__SET PROBLEM__. Repeat the material word for word, from its start through the line that contains "Target: white sprinkle".
BEGIN INPUT
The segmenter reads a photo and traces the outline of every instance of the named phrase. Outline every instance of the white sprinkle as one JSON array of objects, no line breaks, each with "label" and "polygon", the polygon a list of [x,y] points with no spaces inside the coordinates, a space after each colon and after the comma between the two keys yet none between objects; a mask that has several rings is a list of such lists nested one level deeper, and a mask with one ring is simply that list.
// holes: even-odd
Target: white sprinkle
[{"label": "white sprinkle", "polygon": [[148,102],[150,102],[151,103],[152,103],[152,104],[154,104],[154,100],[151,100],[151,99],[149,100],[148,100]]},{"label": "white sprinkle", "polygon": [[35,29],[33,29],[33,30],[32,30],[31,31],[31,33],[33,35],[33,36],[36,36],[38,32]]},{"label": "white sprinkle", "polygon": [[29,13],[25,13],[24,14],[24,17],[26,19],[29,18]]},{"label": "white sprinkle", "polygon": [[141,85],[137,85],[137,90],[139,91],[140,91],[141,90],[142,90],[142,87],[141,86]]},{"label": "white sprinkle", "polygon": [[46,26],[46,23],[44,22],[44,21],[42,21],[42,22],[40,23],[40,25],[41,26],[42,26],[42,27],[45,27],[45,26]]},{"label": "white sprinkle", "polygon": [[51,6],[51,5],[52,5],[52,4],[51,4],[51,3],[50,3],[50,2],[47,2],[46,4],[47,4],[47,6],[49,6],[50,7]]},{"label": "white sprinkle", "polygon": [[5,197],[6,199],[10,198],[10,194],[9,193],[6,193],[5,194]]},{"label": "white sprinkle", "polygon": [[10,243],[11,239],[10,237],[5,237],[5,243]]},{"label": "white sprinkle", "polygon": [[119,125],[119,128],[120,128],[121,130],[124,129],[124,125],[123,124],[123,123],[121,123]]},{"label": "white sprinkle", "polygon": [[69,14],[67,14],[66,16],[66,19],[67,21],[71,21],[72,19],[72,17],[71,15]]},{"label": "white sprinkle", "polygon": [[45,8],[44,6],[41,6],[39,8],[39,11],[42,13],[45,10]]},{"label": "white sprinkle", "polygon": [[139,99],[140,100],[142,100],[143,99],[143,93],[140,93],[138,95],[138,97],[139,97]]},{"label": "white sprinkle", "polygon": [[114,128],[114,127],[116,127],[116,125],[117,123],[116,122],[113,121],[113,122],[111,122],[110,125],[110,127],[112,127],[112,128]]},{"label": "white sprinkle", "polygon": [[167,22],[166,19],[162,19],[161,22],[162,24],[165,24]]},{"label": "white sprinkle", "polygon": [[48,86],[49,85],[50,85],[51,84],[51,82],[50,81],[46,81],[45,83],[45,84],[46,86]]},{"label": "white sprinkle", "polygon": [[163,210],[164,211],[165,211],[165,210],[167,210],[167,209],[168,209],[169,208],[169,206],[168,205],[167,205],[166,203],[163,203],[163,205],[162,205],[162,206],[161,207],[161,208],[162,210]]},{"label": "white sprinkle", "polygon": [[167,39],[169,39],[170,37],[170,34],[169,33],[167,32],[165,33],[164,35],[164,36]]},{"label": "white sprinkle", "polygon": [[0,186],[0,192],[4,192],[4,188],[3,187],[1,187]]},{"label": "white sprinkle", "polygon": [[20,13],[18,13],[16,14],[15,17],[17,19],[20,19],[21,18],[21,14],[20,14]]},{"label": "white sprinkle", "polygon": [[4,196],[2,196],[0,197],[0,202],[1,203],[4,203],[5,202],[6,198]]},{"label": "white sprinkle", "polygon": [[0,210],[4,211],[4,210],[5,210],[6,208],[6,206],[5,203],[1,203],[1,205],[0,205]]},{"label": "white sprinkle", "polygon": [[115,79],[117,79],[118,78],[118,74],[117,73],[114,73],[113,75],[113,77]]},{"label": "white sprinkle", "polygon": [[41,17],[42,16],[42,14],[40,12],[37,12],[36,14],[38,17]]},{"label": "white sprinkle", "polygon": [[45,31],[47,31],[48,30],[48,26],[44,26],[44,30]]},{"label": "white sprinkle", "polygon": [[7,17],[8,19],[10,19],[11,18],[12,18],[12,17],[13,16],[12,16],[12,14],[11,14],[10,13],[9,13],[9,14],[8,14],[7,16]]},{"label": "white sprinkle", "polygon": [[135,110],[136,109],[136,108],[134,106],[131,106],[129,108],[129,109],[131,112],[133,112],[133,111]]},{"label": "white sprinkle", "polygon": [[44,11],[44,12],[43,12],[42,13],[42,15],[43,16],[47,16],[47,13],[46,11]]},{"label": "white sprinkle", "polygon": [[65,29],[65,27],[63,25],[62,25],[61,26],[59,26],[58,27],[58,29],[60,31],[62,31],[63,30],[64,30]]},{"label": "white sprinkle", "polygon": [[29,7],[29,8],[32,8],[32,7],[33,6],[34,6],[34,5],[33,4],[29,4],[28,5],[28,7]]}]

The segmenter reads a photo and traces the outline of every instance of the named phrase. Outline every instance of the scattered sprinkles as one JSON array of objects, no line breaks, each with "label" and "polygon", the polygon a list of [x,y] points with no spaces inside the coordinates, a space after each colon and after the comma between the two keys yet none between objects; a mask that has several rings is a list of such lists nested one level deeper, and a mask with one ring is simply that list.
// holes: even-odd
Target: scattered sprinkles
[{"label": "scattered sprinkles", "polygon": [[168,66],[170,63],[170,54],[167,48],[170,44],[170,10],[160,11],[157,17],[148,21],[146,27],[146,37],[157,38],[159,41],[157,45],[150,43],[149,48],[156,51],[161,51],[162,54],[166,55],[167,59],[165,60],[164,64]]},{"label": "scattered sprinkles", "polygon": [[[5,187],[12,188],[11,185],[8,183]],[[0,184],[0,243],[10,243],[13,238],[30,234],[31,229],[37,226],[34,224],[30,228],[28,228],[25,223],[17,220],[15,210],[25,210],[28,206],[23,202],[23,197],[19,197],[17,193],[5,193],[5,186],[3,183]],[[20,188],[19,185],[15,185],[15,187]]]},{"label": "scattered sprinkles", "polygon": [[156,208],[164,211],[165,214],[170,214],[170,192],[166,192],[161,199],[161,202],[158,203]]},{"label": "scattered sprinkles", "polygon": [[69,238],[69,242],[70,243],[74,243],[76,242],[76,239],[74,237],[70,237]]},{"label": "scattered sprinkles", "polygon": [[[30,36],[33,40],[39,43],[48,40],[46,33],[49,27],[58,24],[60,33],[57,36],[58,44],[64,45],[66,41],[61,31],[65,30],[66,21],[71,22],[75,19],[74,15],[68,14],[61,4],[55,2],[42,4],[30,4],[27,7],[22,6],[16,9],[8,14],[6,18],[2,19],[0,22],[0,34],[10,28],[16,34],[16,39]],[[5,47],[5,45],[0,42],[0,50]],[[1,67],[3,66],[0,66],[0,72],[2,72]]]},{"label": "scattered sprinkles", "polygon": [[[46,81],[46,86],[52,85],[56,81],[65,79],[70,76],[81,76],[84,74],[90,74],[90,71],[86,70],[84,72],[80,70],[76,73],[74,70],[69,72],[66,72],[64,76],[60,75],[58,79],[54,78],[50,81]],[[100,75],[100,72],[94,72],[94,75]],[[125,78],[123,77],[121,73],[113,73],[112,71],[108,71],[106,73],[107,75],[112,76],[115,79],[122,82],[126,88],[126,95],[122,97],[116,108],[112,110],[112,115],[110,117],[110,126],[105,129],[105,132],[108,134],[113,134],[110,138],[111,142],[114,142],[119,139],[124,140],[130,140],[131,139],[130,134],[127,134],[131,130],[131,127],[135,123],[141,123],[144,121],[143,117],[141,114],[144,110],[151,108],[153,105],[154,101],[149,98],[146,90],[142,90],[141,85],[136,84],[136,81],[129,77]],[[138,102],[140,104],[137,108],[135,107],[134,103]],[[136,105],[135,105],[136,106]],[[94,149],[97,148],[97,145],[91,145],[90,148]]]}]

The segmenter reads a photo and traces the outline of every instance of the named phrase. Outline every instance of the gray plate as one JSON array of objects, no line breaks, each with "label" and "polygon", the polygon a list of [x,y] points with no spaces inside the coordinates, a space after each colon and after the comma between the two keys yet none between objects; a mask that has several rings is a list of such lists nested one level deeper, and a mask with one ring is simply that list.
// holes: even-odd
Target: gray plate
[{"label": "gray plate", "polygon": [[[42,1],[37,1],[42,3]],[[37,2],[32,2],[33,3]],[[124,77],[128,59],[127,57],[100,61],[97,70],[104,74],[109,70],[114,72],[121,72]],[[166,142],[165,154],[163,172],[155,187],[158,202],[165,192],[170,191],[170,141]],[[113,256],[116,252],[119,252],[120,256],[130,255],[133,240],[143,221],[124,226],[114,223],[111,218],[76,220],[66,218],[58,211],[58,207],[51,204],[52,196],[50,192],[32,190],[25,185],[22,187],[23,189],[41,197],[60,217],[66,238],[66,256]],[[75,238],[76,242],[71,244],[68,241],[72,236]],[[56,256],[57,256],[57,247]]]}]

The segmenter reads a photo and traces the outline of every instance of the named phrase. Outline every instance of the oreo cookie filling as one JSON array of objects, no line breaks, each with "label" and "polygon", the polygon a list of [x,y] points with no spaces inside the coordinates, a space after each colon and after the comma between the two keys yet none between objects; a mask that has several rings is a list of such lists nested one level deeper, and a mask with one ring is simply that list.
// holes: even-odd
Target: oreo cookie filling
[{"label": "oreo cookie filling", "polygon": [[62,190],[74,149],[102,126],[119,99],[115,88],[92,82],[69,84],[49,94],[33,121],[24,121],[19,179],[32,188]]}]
END INPUT
__CORRECT ANSWER__.
The segmenter reads a photo and traces the outline of every instance of the named phrase. Outline every instance of the white sprinkle as one JSON array of objects, no line breaks, each with "label" and "polygon", the polygon a list of [x,y] points with no spaces inside the coordinates, a space after each colon and after the comma between the two keys yet none between objects; a mask that has several rings is a list of such lists nested one level deeper, and a mask with one ring is simply that list.
// holes: even-odd
Target: white sprinkle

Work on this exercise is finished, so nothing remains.